--- Trecho de origem ---
Sentadas sobre a estreita calçada – a mais velha, bem acomodada em uma cadeira de praia –, duas mulheres observam, sem nenhuma pressa no olhar e no corpo, o grupo de turistas afobados descerem, um a um, dos vagões do Trem das Montanhas Capixabas. A culpa não é deles. Os dez minutos de parada na estação ferroviária de Domingos Martins, pequeno município a 42 quilômetros da capital Vitória, são enxutos demais para não tentarmos fazer tudo o que é possível: circular pelo entorno, fazer merecidos registros fotográficos e comprar quitutes comuns à região, como o peculiar crispim, vendido em saquinhos a R$ 7, e licor de jenipapo, a R$ 8.
Com ou sem culpa, é de fato um erro não parar para prestar atenção a essa cultura de quem senta em frente a velhos casarões coloniais para simplesmente ver o tempo passar. “Vou para onde Deus me levar”, diz Ernesto Tasso Júnior, ao lado da mulher Jane Marmo Tasso. Nas poltronas de couro de um vagão para até 56 passageiros, o casal de aposentados parece ter compreendido a “alma” do passeio: vivenciar um ritmo diferente do encontrado nas metrópoles. Uma vida onde as horas passam sem alarde.

--- Ações a realizar ---
- A) Responda, com base no trecho de origem:
(i) A quantos quilômetros da capital Vitória fica o município de Domingos Martins?
(ii) Qual é o preço do licor de jenipapo?
(iii) Quantos passageiros, no máximo, comporta o vagão em que viaja o casal de aposentados?
- B) Reproduza sem alterações a passagem do trecho de origem que se inicia em "Sentadas sobre a" e se encerra em "jenipapo, a R$ 8.".
- C) Verta para o inglês a seguinte frase do trecho de origem: "Uma vida onde as horas passam sem alarde."
Baseie-se exclusivamente no trecho de origem.

--- Bloco de dados ---
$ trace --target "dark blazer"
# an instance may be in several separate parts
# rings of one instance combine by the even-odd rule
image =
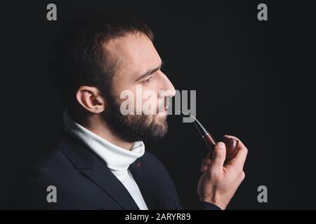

--- Conjunto de respostas ---
- A)
(i) A 42 quilômetros.
(ii) R$ 8.
(iii) Até 56 passageiros.

- B)
Sentadas sobre a estreita calçada – a mais velha, bem acomodada em uma cadeira de praia –, duas mulheres observam, sem nenhuma pressa no olhar e no corpo, o grupo de turistas afobados descerem, um a um, dos vagões do Trem das Montanhas Capixabas. A culpa não é deles. Os dez minutos de parada na estação ferroviária de Domingos Martins, pequeno município a 42 quilômetros da capital Vitória, são enxutos demais para não tentarmos fazer tudo o que é possível: circular pelo entorno, fazer merecidos registros fotográficos e comprar quitutes comuns à região, como o peculiar crispim, vendido em saquinhos a R$ 7, e licor de jenipapo, a R$ 8.

- C) A life in which the hours go by without fanfare.